(TASKS AND EXERCISES)
[A] Decide whether each statement below agrees with the thread about the size of right chest names, answering yes or no and quoting the deciding words of the thread: (i) the company name in the logo is 0.40" high; (ii) the template the first poster printed was 0.75" high; (iii) one reply advises asking the customer when in doubt.
[B] Repeat the passage of the thread about the size of right chest names that begins at the words "## ShirlandDesign (Nov" and ends after the words "the overall length.".

━━━━━ TEXT TO READ

# Size of right chest names?



## Peachykeen (Sep 18, 2009)

I have a logo that is all lettering. The name of the company is 0.40"H by about 3.75"W. The overall height of the logo is about 1.75"H.

I need to add names to the right chest, but I don't want to overpower the name of the company. I printed a template that is 0.50"H, but I think it was too tall.

Is there a standard height for right chest names? Any suggestions based on the size of this logo?

Thanks so much! I'm over thinking this, as usual, but this is for a new customer!


----------



## binki (Jul 16, 2006)

Half inch or 5/8 inch. It depends on the font. Print it and lay it next to the logo


----------



## selzler (Apr 4, 2007)

I use .5 as a standard highth


----------



## ShirlandDesign (Nov 29, 2009)

I'm with Binki and Pat,
I start with .5" depending on the font, and then if there is a name like "Montgomery" and it ends up being over 4.5" long and won't fit a 15 cm hoop I adjust the longest name to fit the hoop and use that as the letter height so they look like a set.


----------



## SunEmbroidery (Oct 18, 2007)

I generally do what looks best with the logo (doesn't overpower it) and send a proof with the name beside the logo (in the same scale) so the customer can see the difference but sometimes this does make the name somewhat small. When in doubt I would ask your customer. Sometimes names are meant to be read when the worker is standing at a distance behind a counter so the customer is okay with the name being larger or possibly enlarging the logo too. I handle long names by shortening the overall length.


----------

━━━━━━━━━━
━━━━━ DATA SECTION

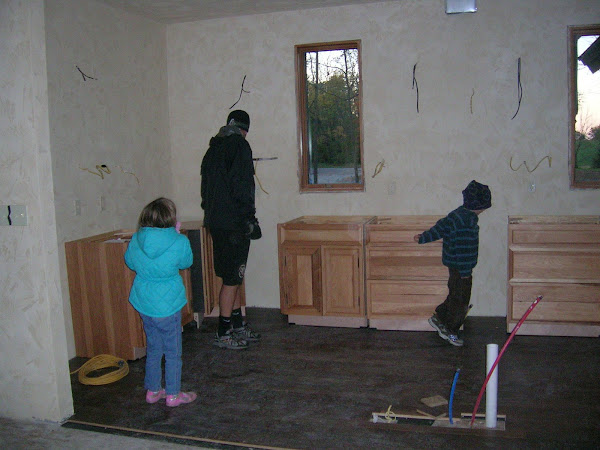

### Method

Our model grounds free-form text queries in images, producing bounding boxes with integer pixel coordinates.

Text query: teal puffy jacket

━━━━━━━━━━

(EXPECTED ANSWERS)
[A]
(i) Yes: "The name of the company is 0.40"H by about 3.75"W."
(ii) No: "I printed a template that is 0.50"H, but I think it was too tall."
(iii) Yes: "When in doubt I would ask your customer."

[B]
## ShirlandDesign (Nov 29, 2009)

I'm with Binki and Pat,
I start with .5" depending on the font, and then if there is a name like "Montgomery" and it ends up being over 4.5" long and won't fit a 15 cm hoop I adjust the longest name to fit the hoop and use that as the letter height so they look like a set.


----------



## SunEmbroidery (Oct 18, 2007)

I generally do what looks best with the logo (doesn't overpower it) and send a proof with the name beside the logo (in the same scale) so the customer can see the difference but sometimes this does make the name somewhat small. When in doubt I would ask your customer. Sometimes names are meant to be read when the worker is standing at a distance behind a counter so the customer is okay with the name being larger or possibly enlarging the logo too. I handle long names by shortening the overall length.